___ MATERIAL FOR THE TASK
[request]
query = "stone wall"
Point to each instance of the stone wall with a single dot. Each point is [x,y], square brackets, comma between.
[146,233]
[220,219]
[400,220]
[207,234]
______
● WORK ITEM
Write the entries out once more, exactly as given.

● SOLUTION
[request]
query = "stone wall"
Point to each instance of the stone wall with a single dot. Each point is [x,y], square brackets, comma between.
[146,233]
[220,219]
[400,220]
[207,234]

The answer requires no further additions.